** Text block **
TIDMFLOW
RNS Number : 5329N
Flowgroup plc
18 May 2015
NOT FOR PUBLICATION, RELEASE OR DISTRIBUTION, DIRECTLY OR
INDIRECTLY, IN WHOLE OR IN PART, IN OR INTO THE UNITED STATES OF
AMERICA, AUSTRALIA, CANADA, JAPAN, THE REPUBLIC OF SOUTH AFRICA OR
ANY OTHER JURISDICTION IN WHICH IT WOULD BE UNLAWFUL TO DO SO.
PLEASE SEE THE IMPORTANT NOTICE AT THE END OF THIS
ANNOUNCEMENT
THIS ANNOUNCEMENT IS NOT AN OFFER TO SELL OR THE SOLICITATION OF
AN OFFER TO BUY ANY RIGHTS, ORDINARY SHARES OR OTHER SECURITIES OF
THE COMPANY AND NEITHER THIS ANNOUNCEMENT NOR ANYTHING HEREIN FORMS
THE BASIS FOR ANY CONTRACT OR COMMITMENT WHATSOEVER. RIGHTS,
ORDINARY SHARES OR OTHER SECURITIES OF THE COMPANY MAY NOT BE
OFFERED OR SOLD IN THE UNITED STATES OF AMERICA ABSENT REGISTRATION
OR AN EXEMPTION FROM REGISTRATION AND THE RIGHTS OR ORDINARY SHARES
DESCRIBED HEREIN WILL BE SOLD IN ACCORDANCE WITH ALL APPLICABLE
LAWS AND REGULATIONS.
18 May 2015
Flowgroup PLC
("Flowgroup" or the "Company")
Result of Open Offer
and
Result of General Meeting
On 30 April 2015, Flowgroup plc (AIM: FLOW), which develops and
commercialises alternative and efficient energy technology
products, announced a conditional Firm Placing to raise
approximately GBP21.0m and an Open Offer to raise up to
approximately GBP2.0m, both before expenses.
The Company is pleased to announce that, at its General Meeting
held earlier today, the resolutions as set out in the Notice of
General Meeting sent to shareholders on 30 April 2015 in reference
to the Firm Placing and Open Offer, were duly passed.
The following levels of proxy votes were received in respect of
the resolutions:
Resolution For % Against % Total Votes Result
proxy withheld
votes
cast
--------------------- ----------- ------- -------- ------ ----------- ---------- -------
Ordinary Resolution
1. 77,309,592 99.997 2,486 0.003 77,325,165 1,038 Passed
--------------------- ----------- ------- -------- ------ ----------- ---------- -------
Special Resolution
2. 77,298,683 99.997 2,486 0.003 77,314,256 11,947 Passed
--------------------- ----------- ------- -------- ------ ----------- ---------- -------
Application has been made to AIM for the admission of 78,036,600
New Ordinary Shares. It is expected that Admission will become
effective at 8.00 a.m. on 19 May 2015.

** Request 1 **
Translate this sentence from the Flowgroup announcement into Spanish: "Application has been made to AIM for the admission of 78,036,600 New Ordinary Shares."
** Request 2 **
Write out the Flowgroup announcement word for word, everything from "Result of Open" down to "were duly passed.".

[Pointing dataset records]
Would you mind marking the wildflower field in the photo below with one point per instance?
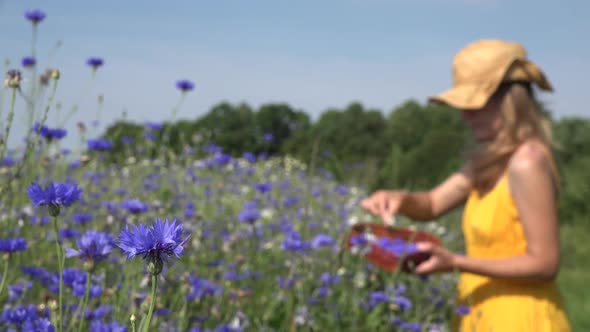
(197, 241)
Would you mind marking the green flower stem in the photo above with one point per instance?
(59, 251)
(165, 137)
(146, 325)
(85, 301)
(31, 105)
(8, 124)
(76, 106)
(4, 275)
(30, 141)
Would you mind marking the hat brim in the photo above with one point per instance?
(465, 96)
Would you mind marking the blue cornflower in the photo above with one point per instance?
(95, 63)
(222, 159)
(28, 62)
(49, 134)
(322, 240)
(35, 16)
(13, 245)
(100, 144)
(269, 137)
(126, 140)
(403, 302)
(155, 243)
(212, 148)
(134, 206)
(250, 157)
(411, 326)
(293, 242)
(98, 326)
(54, 196)
(7, 162)
(93, 246)
(185, 85)
(155, 126)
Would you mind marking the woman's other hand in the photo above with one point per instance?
(441, 259)
(384, 204)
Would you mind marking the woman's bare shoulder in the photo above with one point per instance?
(530, 156)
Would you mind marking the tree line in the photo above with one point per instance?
(413, 146)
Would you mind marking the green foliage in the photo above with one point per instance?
(414, 146)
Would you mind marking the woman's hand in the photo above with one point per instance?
(442, 260)
(384, 204)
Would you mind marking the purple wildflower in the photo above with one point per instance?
(55, 195)
(155, 243)
(269, 137)
(155, 126)
(35, 16)
(95, 63)
(48, 133)
(28, 62)
(322, 240)
(185, 85)
(134, 206)
(100, 144)
(13, 245)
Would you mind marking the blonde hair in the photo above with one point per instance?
(521, 120)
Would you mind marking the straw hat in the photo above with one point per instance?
(479, 69)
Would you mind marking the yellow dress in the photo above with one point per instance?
(492, 229)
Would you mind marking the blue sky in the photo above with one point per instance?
(312, 54)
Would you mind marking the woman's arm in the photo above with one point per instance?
(422, 206)
(532, 187)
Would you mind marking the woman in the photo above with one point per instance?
(509, 185)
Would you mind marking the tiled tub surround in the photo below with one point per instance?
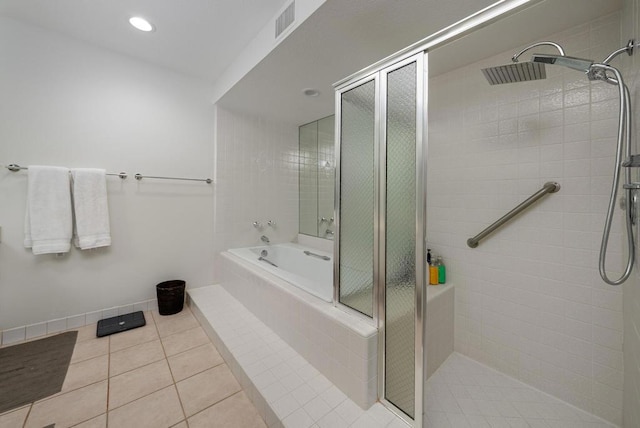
(529, 299)
(286, 390)
(339, 345)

** Exercise answer 1 **
Se ha presentado una solicitud a AIM para la admisión de 78.036.600 Nuevas Acciones Ordinarias.

** Exercise answer 2 **
Result of Open Offer
and
Result of General Meeting
On 30 April 2015, Flowgroup plc (AIM: FLOW), which develops and
commercialises alternative and efficient energy technology
products, announced a conditional Firm Placing to raise
approximately GBP21.0m and an Open Offer to raise up to
approximately GBP2.0m, both before expenses.
The Company is pleased to announce that, at its General Meeting
held earlier today, the resolutions as set out in the Notice of
General Meeting sent to shareholders on 30 April 2015 in reference
to the Firm Placing and Open Offer, were duly passed.